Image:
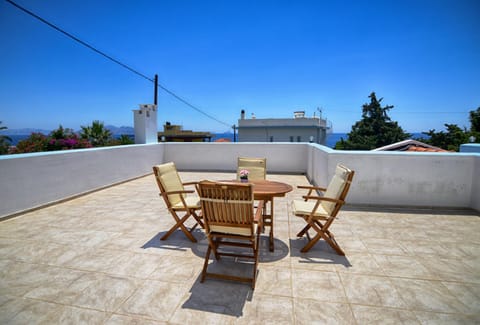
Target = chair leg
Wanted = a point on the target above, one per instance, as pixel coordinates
(304, 231)
(322, 233)
(205, 264)
(180, 225)
(199, 220)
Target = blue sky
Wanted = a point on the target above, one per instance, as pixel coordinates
(270, 58)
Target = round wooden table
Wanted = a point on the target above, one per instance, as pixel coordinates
(266, 190)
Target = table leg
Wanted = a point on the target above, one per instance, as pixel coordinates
(268, 220)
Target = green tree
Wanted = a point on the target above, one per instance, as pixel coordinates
(5, 141)
(475, 125)
(475, 121)
(449, 140)
(96, 134)
(374, 130)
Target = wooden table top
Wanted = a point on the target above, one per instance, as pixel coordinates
(266, 187)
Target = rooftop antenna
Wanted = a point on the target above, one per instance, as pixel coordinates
(319, 109)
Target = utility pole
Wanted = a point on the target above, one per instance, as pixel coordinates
(155, 91)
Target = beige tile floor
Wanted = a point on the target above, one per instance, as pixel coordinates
(98, 259)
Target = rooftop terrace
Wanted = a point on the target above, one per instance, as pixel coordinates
(97, 259)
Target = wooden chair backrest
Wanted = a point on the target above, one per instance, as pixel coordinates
(168, 180)
(338, 188)
(227, 208)
(257, 167)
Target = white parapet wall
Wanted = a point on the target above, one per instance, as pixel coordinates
(381, 178)
(31, 180)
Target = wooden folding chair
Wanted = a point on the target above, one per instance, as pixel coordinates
(230, 221)
(257, 168)
(175, 196)
(320, 211)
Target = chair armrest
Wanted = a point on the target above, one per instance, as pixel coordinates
(258, 218)
(312, 188)
(323, 198)
(179, 192)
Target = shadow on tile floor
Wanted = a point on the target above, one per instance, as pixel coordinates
(321, 253)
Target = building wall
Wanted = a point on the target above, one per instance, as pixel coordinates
(31, 180)
(382, 178)
(281, 134)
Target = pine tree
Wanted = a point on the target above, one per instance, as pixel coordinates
(374, 130)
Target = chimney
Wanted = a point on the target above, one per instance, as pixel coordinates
(145, 123)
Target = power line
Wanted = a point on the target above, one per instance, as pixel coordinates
(76, 39)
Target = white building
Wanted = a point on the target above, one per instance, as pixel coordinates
(145, 123)
(296, 129)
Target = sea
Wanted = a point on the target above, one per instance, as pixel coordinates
(332, 138)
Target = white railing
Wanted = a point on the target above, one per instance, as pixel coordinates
(382, 178)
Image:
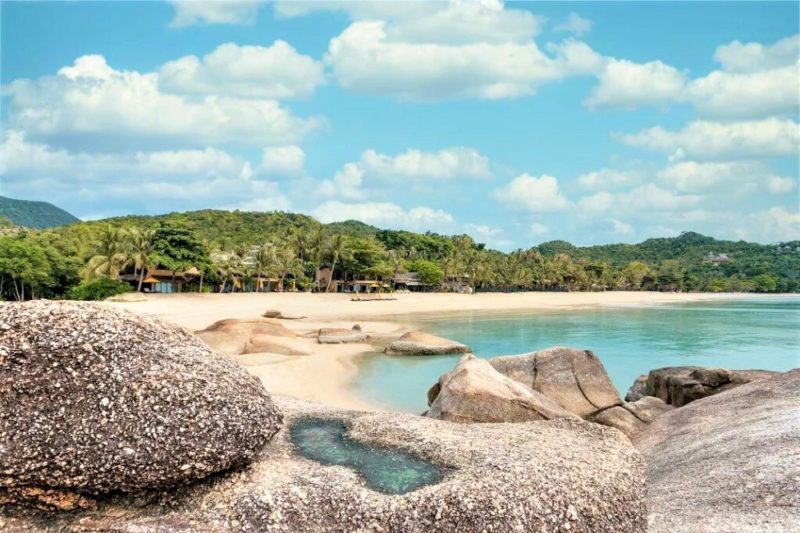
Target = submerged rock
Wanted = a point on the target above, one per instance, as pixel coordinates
(476, 392)
(418, 343)
(97, 399)
(543, 476)
(729, 462)
(679, 385)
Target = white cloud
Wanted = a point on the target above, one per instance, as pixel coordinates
(627, 85)
(385, 215)
(534, 194)
(747, 95)
(91, 106)
(539, 229)
(741, 176)
(273, 72)
(576, 24)
(283, 161)
(701, 140)
(204, 12)
(781, 185)
(754, 57)
(346, 183)
(643, 199)
(621, 228)
(432, 21)
(608, 178)
(168, 179)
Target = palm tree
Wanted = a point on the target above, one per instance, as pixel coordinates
(110, 254)
(263, 260)
(141, 246)
(338, 250)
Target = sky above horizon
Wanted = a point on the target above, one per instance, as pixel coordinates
(517, 124)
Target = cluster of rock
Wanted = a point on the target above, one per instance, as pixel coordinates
(679, 385)
(554, 383)
(95, 399)
(236, 337)
(418, 343)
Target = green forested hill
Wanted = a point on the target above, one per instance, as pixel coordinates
(34, 214)
(238, 246)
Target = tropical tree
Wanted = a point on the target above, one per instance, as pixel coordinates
(111, 254)
(141, 247)
(338, 250)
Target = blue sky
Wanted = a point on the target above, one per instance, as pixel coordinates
(517, 123)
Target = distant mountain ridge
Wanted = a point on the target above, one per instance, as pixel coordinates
(32, 214)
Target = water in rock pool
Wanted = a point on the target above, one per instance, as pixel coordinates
(742, 333)
(390, 471)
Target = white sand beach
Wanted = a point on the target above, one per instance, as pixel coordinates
(326, 375)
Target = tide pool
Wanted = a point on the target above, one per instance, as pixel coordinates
(758, 332)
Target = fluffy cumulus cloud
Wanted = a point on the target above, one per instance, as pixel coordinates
(141, 180)
(277, 72)
(627, 85)
(204, 12)
(440, 50)
(741, 176)
(386, 215)
(702, 140)
(283, 161)
(90, 105)
(575, 23)
(537, 195)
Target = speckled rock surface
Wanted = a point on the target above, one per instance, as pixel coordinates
(418, 343)
(341, 335)
(729, 462)
(475, 392)
(96, 399)
(236, 337)
(679, 385)
(564, 475)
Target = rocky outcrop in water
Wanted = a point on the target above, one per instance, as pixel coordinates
(573, 381)
(542, 476)
(476, 392)
(418, 343)
(679, 385)
(729, 462)
(236, 337)
(94, 399)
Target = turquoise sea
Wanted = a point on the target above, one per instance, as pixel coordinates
(758, 332)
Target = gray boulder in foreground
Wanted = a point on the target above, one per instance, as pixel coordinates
(96, 399)
(679, 385)
(729, 462)
(475, 392)
(418, 343)
(541, 476)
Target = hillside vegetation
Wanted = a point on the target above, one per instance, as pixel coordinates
(234, 250)
(34, 214)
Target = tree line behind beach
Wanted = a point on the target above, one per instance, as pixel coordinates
(243, 251)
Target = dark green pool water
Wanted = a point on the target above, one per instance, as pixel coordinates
(385, 470)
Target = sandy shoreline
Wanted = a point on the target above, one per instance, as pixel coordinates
(327, 374)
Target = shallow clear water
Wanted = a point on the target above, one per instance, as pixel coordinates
(748, 333)
(385, 470)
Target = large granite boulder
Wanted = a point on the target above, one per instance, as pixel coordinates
(236, 337)
(679, 385)
(561, 475)
(475, 392)
(418, 343)
(729, 462)
(575, 379)
(96, 399)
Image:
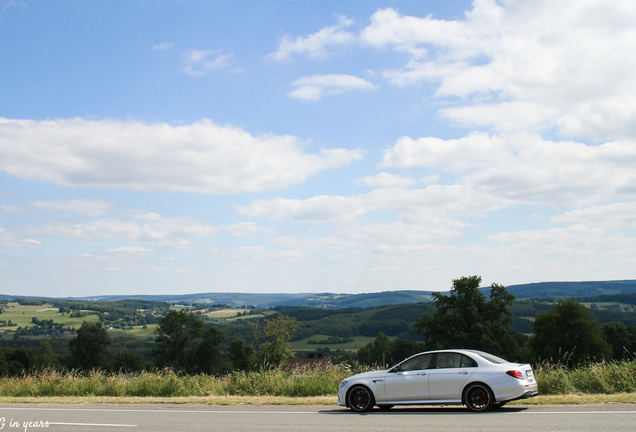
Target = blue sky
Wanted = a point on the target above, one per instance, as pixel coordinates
(196, 146)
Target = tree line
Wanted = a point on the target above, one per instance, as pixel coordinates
(566, 333)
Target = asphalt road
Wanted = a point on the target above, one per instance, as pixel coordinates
(191, 418)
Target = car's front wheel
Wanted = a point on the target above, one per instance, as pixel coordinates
(360, 399)
(479, 398)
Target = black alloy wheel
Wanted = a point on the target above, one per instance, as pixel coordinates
(479, 398)
(360, 399)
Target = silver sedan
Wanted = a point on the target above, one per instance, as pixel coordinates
(479, 380)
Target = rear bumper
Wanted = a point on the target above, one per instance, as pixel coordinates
(527, 395)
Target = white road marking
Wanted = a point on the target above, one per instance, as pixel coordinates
(90, 424)
(173, 411)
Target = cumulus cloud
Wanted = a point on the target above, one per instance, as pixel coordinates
(512, 64)
(163, 46)
(453, 200)
(383, 180)
(200, 62)
(314, 45)
(454, 154)
(129, 249)
(85, 206)
(201, 157)
(611, 216)
(524, 168)
(316, 87)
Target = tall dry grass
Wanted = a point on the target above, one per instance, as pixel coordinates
(553, 379)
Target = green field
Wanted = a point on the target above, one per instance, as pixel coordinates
(137, 332)
(22, 316)
(358, 342)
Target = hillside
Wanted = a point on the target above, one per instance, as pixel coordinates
(368, 300)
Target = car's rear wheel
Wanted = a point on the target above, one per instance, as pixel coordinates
(479, 398)
(360, 399)
(498, 405)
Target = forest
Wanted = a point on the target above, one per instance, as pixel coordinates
(133, 335)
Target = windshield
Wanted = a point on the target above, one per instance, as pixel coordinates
(491, 358)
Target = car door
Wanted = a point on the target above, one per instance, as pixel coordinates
(447, 378)
(409, 380)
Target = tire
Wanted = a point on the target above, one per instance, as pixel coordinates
(498, 405)
(360, 399)
(479, 398)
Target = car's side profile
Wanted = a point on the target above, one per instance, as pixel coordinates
(476, 379)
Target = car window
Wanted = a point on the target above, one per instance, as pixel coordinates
(416, 363)
(454, 360)
(491, 358)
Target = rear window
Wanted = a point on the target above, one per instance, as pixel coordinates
(491, 358)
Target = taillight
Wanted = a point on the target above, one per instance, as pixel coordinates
(515, 374)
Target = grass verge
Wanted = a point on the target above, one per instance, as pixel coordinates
(285, 400)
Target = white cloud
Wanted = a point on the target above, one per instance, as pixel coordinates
(8, 242)
(611, 216)
(441, 200)
(514, 65)
(314, 45)
(198, 62)
(542, 65)
(383, 180)
(243, 229)
(163, 46)
(316, 87)
(201, 157)
(85, 206)
(453, 155)
(129, 249)
(180, 245)
(526, 169)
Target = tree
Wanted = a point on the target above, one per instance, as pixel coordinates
(568, 334)
(466, 319)
(276, 349)
(129, 361)
(185, 346)
(209, 359)
(240, 352)
(89, 349)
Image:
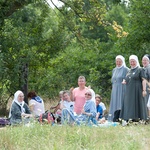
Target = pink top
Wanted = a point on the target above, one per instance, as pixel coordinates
(79, 98)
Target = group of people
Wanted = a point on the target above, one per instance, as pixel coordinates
(130, 89)
(76, 106)
(80, 105)
(129, 97)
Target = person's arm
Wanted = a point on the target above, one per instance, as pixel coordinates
(144, 86)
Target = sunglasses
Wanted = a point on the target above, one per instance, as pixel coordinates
(88, 94)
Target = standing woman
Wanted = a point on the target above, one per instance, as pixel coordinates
(146, 66)
(134, 105)
(118, 89)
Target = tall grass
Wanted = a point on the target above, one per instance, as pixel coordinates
(46, 137)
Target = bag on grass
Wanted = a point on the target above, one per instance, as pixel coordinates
(4, 122)
(47, 117)
(116, 116)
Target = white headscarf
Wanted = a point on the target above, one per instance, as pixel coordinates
(136, 59)
(123, 60)
(21, 104)
(145, 56)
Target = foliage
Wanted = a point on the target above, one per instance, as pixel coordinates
(137, 42)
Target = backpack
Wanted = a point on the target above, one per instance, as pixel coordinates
(4, 122)
(47, 117)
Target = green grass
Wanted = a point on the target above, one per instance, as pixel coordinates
(46, 137)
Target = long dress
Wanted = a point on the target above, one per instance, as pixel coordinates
(147, 69)
(134, 106)
(118, 90)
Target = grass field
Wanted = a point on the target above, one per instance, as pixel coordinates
(47, 137)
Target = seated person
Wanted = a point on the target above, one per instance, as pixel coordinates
(88, 113)
(66, 104)
(99, 98)
(99, 109)
(36, 104)
(19, 111)
(57, 107)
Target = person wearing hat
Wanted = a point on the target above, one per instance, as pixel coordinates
(134, 106)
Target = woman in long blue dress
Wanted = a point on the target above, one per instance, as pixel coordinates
(118, 89)
(146, 66)
(134, 107)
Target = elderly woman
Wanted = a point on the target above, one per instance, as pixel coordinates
(19, 112)
(118, 89)
(134, 106)
(146, 66)
(36, 104)
(88, 113)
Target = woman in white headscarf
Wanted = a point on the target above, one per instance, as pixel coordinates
(134, 106)
(19, 111)
(118, 89)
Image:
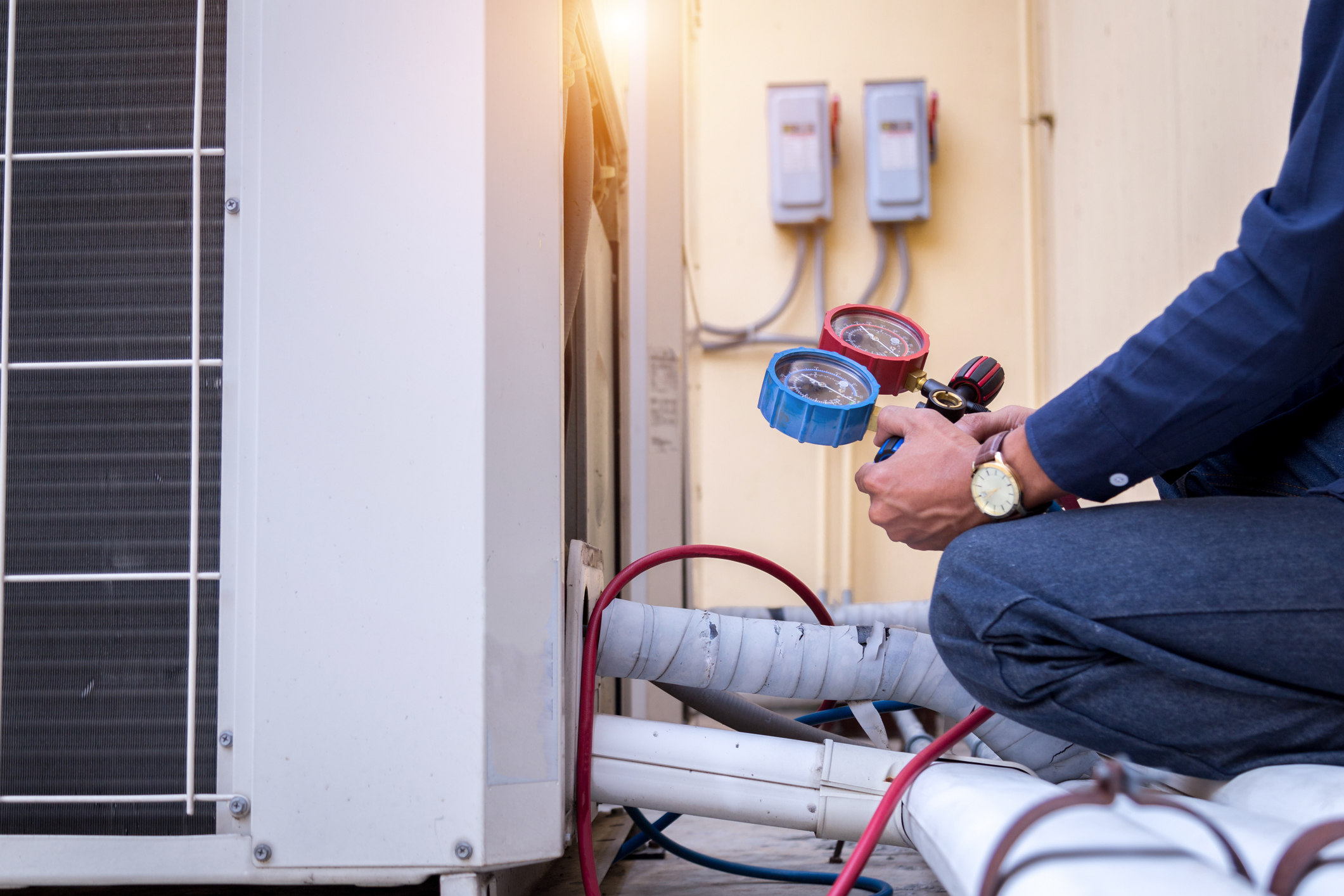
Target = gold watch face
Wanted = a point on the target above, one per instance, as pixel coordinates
(994, 490)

^^^^

◆ **PROMPT**:
The output is the lines from the start of the data above through the line containing "Target = green tree", unchanged, with any picture left out.

◆ **EXPECTED ANSWER**:
Image:
Target = chair leg
Wanted = a point on the target above, one per instance, as pixel coordinates
(304, 231)
(322, 233)
(205, 264)
(180, 225)
(199, 220)
Target = blue sky
Wanted = a point on the target above, one per instance, as pixel coordinates
(270, 58)
Target = round wooden table
Wanted = a point on the target above, one per instance, as pixel coordinates
(266, 190)
Target = table leg
Wanted = a point on the target above, one per instance, as pixel coordinates
(268, 220)
Target = green tree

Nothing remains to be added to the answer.